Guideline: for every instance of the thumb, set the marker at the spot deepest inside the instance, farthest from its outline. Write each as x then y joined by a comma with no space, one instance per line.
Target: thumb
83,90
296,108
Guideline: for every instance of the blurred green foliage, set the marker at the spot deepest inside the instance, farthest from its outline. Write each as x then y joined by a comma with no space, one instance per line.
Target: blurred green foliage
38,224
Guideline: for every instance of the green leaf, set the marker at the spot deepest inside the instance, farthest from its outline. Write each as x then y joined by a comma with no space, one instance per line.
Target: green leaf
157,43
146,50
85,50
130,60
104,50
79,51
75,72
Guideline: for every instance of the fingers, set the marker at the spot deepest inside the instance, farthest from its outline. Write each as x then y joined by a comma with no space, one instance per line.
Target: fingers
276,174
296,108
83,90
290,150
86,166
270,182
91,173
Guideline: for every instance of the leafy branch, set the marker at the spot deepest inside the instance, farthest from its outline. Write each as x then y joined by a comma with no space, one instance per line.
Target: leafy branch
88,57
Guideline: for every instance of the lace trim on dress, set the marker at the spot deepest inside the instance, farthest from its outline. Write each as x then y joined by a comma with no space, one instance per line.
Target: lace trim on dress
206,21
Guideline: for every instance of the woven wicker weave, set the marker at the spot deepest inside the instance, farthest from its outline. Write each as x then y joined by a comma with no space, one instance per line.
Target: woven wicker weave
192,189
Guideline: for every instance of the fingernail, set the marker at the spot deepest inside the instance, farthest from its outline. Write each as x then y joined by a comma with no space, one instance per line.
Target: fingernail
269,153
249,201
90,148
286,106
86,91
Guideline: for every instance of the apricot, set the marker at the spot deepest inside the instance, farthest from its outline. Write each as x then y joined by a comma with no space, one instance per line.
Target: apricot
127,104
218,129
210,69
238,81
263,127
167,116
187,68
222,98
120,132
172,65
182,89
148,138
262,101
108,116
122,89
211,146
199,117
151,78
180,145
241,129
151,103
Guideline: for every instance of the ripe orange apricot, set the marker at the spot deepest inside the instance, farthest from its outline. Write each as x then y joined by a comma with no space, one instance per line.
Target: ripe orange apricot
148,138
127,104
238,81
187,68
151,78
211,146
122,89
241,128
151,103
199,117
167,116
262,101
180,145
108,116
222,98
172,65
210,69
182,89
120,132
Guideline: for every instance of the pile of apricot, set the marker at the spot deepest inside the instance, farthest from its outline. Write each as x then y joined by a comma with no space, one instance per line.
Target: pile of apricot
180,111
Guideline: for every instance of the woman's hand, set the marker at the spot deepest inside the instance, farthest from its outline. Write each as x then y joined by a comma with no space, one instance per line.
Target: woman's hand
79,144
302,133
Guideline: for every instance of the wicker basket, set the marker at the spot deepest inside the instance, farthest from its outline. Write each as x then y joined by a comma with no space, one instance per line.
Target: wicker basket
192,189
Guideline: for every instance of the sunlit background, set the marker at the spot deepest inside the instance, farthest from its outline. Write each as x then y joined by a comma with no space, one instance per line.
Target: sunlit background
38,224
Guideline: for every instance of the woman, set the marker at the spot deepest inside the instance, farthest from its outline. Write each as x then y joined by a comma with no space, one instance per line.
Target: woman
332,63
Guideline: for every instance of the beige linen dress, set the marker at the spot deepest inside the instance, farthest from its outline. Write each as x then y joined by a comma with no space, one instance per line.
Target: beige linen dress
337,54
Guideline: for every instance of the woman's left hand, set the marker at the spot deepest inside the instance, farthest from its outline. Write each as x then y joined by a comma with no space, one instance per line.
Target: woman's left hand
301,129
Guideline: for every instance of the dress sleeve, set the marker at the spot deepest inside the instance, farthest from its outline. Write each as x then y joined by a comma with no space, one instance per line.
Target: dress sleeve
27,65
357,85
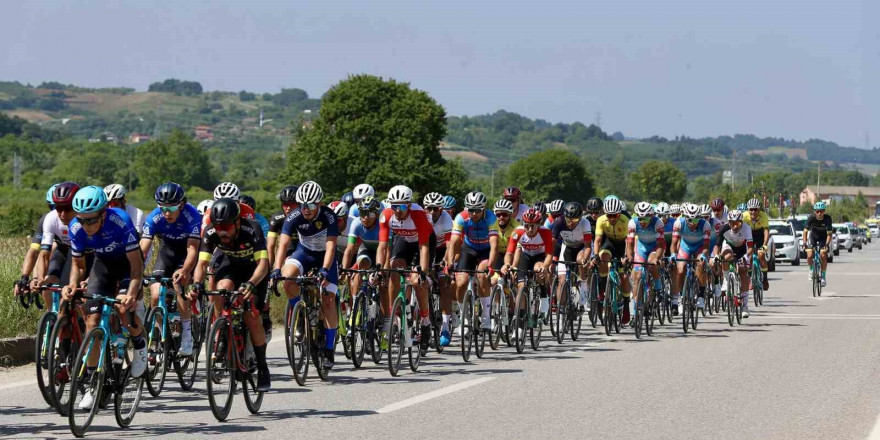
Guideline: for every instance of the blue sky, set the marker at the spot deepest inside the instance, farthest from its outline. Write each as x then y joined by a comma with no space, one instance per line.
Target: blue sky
790,69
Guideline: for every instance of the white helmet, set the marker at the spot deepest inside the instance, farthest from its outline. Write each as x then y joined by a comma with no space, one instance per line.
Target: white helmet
400,194
114,191
475,200
309,192
362,191
228,190
433,200
204,206
644,209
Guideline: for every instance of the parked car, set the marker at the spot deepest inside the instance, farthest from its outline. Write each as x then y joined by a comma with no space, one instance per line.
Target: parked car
786,242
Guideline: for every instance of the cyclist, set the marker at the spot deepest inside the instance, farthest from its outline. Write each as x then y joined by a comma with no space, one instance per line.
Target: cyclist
572,237
690,238
110,234
816,233
609,242
242,262
475,240
648,230
737,244
412,243
318,229
758,220
116,198
177,223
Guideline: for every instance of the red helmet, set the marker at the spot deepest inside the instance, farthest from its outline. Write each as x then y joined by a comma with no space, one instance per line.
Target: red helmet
512,192
532,216
64,192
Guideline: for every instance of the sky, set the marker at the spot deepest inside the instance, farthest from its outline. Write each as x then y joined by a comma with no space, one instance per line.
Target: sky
780,68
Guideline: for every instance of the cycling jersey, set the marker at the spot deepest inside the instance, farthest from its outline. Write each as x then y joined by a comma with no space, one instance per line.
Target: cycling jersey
313,233
476,234
116,237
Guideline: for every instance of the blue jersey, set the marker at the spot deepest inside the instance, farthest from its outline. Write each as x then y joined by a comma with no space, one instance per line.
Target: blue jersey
116,237
312,234
187,226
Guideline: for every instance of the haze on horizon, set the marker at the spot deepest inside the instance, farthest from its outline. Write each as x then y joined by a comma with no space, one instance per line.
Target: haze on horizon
788,69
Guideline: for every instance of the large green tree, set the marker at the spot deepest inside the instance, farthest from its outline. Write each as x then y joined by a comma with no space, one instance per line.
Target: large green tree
551,174
378,131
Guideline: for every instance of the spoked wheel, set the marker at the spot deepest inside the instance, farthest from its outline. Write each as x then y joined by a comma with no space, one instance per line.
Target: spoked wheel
396,337
219,365
156,347
86,384
300,343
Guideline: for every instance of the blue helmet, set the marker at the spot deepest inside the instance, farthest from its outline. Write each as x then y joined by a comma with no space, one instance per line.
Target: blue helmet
89,199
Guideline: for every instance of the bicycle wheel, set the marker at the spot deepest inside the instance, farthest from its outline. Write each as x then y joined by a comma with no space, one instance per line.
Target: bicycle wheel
467,325
83,382
156,352
300,343
357,330
128,389
396,337
220,368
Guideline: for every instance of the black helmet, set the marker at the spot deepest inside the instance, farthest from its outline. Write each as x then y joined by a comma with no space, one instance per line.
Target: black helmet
594,204
225,210
169,194
573,210
249,200
288,194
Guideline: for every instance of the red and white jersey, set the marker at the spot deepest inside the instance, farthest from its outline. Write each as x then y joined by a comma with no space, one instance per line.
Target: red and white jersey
442,228
414,228
541,243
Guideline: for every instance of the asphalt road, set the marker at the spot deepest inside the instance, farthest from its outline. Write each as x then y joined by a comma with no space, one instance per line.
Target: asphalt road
799,368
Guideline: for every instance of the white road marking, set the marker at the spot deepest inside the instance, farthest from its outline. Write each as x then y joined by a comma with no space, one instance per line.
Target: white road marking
432,395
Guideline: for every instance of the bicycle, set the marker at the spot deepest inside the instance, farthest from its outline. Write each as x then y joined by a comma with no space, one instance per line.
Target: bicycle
114,357
231,357
164,339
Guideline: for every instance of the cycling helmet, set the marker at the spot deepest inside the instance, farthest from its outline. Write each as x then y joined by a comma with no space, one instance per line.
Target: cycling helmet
475,200
363,190
288,194
89,199
512,193
204,206
433,200
369,204
448,202
612,206
532,216
504,205
348,199
64,192
573,210
645,209
400,194
340,209
662,208
168,194
250,201
309,192
226,189
225,210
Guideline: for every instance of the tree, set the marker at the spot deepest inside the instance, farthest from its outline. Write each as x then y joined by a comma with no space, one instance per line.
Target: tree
377,131
658,180
551,174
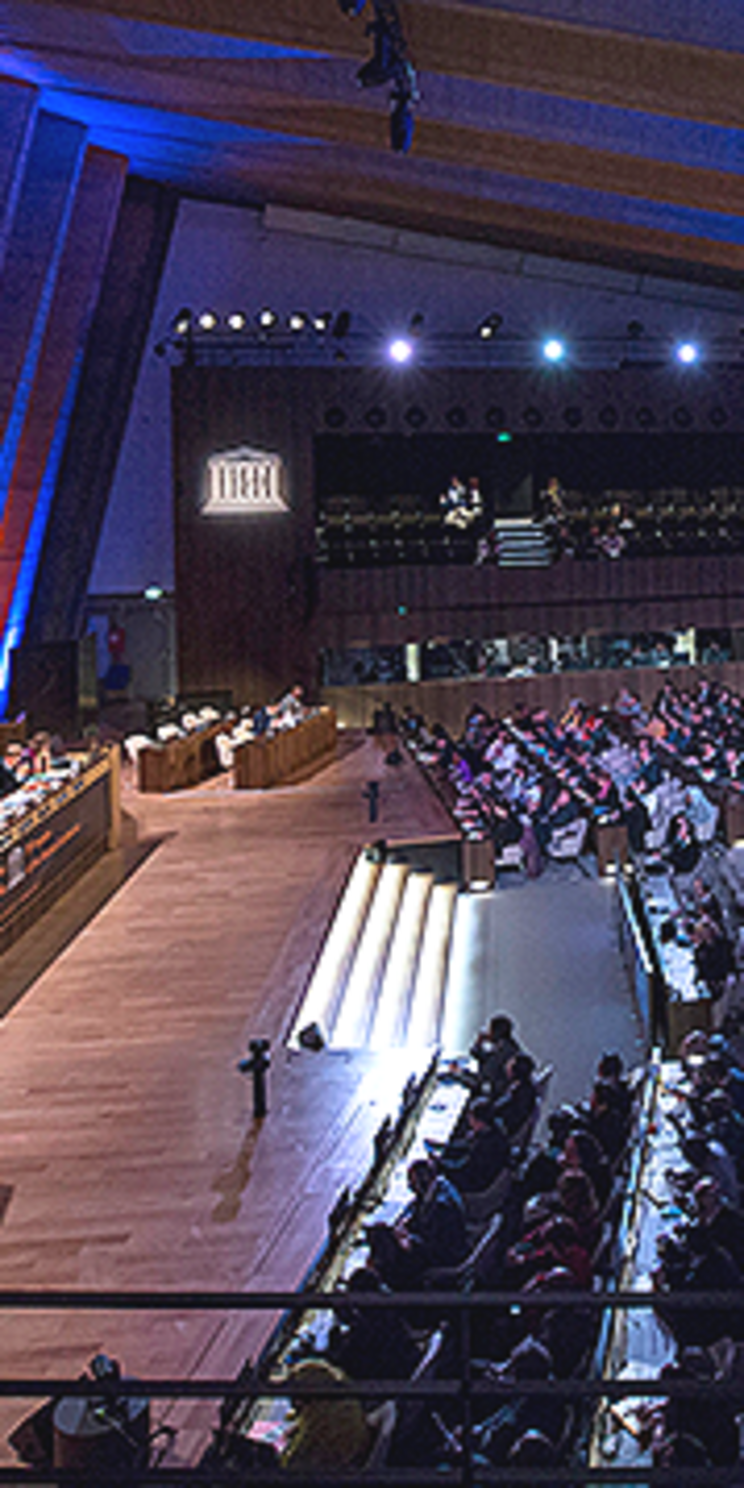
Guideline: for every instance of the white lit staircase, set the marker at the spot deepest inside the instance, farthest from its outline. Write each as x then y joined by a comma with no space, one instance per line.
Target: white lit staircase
381,976
521,543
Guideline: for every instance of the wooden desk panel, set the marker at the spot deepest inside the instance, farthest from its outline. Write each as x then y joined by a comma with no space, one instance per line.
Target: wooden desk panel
273,761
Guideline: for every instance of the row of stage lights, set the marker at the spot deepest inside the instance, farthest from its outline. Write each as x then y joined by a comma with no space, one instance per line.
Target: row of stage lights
401,348
185,323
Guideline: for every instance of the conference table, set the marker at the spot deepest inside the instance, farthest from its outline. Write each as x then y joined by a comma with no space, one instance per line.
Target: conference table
276,758
51,831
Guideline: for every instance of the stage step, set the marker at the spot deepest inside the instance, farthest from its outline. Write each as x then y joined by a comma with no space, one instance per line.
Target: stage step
357,1006
398,984
328,982
426,1003
380,979
521,543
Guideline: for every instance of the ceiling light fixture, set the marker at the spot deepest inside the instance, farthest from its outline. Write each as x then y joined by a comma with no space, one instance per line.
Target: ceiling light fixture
401,350
488,326
390,64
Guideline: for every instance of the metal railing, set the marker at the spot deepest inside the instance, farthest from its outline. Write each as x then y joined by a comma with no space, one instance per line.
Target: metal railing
456,1390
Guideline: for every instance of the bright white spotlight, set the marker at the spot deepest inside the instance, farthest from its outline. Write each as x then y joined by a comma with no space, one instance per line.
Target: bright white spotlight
401,350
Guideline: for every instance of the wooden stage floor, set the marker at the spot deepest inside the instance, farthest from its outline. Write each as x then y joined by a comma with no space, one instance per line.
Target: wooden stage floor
128,1152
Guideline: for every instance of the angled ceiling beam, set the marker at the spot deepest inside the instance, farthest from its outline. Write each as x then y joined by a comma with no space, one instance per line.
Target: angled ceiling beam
244,101
642,250
487,45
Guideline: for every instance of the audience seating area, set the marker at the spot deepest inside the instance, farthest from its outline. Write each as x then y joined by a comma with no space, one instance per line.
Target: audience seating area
576,524
545,1222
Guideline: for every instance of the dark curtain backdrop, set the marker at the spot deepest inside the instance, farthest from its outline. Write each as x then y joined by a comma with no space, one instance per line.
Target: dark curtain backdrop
252,607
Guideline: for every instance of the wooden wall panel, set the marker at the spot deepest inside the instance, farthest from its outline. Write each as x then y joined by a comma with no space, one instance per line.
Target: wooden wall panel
448,701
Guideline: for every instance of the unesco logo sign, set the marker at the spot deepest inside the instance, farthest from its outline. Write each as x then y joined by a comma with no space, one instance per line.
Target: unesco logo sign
243,481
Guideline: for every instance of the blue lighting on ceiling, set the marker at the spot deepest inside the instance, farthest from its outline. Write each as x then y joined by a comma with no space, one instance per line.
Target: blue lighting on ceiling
148,39
24,587
156,136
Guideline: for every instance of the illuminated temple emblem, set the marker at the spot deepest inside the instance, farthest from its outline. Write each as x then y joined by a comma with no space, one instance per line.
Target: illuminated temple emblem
241,481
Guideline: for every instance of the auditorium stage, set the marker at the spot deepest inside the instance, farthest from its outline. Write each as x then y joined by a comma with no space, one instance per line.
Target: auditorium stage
127,1133
128,1139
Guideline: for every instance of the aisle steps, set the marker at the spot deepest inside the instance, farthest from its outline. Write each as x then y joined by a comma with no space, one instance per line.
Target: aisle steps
380,979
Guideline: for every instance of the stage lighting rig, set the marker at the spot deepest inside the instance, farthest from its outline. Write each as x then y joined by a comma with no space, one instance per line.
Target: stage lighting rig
389,64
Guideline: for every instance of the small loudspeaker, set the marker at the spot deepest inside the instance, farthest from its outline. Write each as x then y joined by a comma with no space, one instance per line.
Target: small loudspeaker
311,1037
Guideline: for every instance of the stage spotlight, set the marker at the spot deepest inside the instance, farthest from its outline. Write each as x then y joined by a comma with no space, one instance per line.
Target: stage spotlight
182,322
384,63
401,350
488,326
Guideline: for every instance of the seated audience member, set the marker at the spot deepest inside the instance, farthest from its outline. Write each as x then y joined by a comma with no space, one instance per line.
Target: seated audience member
534,1450
371,1342
523,1412
612,1070
429,1234
682,847
604,1118
554,1243
325,1433
707,1420
579,1204
584,1153
683,1451
695,1264
706,903
636,817
9,780
543,1168
520,1097
493,1051
17,764
720,1219
714,960
481,1155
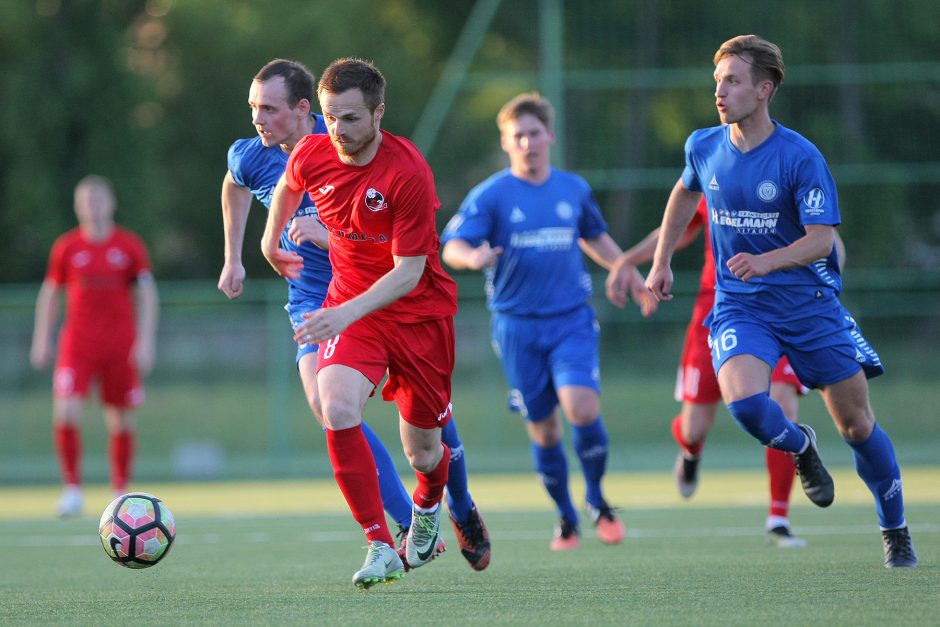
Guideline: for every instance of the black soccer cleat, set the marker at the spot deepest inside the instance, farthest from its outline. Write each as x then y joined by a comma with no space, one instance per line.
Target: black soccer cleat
685,471
474,539
817,483
899,549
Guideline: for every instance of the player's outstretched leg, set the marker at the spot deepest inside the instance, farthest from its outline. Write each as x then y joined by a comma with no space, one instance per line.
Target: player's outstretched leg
402,549
424,536
899,548
817,483
552,468
781,472
877,465
685,469
474,539
382,565
395,498
591,444
471,532
68,443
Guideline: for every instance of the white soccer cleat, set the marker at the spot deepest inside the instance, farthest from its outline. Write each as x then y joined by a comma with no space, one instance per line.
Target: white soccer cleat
423,536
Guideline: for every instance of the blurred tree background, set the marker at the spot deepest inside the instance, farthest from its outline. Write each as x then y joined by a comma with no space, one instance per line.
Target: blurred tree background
152,92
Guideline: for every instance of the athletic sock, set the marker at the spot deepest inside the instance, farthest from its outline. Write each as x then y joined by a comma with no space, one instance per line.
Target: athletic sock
590,443
762,417
552,468
781,471
354,469
691,450
459,501
395,497
431,484
121,454
877,465
68,444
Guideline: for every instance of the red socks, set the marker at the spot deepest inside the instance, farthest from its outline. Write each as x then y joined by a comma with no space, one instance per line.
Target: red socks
782,472
358,479
68,445
430,488
121,453
692,450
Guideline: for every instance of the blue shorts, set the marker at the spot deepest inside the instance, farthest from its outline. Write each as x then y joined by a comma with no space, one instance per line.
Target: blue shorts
296,310
823,349
540,355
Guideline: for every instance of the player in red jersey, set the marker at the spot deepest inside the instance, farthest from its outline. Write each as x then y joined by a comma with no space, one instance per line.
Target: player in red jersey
389,306
101,267
698,391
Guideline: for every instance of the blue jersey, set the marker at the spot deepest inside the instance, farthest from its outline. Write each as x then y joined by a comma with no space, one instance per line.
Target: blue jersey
759,201
541,271
257,167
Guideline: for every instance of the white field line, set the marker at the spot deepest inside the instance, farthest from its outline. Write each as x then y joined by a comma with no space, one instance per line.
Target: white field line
317,537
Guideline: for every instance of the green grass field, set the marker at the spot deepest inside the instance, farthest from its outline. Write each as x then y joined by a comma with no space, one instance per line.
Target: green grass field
284,552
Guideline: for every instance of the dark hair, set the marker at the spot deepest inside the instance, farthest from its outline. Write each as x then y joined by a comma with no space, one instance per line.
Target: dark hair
765,58
351,73
532,103
297,78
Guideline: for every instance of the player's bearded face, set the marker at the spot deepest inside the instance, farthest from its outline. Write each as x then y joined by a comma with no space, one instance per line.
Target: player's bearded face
352,126
736,95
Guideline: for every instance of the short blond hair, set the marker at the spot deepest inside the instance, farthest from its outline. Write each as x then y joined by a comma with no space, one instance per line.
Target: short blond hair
764,57
532,103
95,180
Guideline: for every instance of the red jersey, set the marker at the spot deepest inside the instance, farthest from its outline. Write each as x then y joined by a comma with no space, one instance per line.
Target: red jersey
373,212
97,277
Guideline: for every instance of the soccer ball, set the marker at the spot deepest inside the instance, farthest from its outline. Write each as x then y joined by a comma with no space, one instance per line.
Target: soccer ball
137,530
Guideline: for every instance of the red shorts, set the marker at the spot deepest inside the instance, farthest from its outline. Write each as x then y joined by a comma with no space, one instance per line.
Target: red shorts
418,357
696,381
115,372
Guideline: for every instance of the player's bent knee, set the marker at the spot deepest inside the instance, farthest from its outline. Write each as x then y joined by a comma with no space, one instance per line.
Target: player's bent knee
750,414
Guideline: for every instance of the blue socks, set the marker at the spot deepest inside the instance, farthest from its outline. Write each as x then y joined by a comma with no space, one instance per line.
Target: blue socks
877,465
459,502
552,467
762,417
590,443
395,499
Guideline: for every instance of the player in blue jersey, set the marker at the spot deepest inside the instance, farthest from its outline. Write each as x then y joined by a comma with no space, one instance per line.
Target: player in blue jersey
773,211
525,226
280,97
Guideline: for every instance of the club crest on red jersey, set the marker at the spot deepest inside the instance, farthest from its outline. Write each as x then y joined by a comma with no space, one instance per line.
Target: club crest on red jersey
375,201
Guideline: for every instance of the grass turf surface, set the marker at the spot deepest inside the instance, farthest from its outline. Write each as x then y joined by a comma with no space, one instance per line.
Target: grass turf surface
284,552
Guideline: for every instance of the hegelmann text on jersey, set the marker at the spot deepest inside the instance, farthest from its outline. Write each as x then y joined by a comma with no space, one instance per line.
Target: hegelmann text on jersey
747,222
553,238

- Problem to solve -
Copy the listing word for word, starting with the line that contains "Guideline: for every instance of the grass" and going on through the last line of the listing.

- Task result -
Guideline: for every instance of the grass turf surface, set the marker at the spot deepest inside the instance, farthest from its outline. Write each as x then y joined by a comma with no space, one instance per line.
Target: grass turf surface
284,552
Guideline: for every instance of the hegelmann text on jersey, set the marker at the spot deepest inside the instance, farthest from its outline. Write each as x then y joined by a comma with no space, one instance per line.
Target: hegelmann text on jersey
747,222
553,238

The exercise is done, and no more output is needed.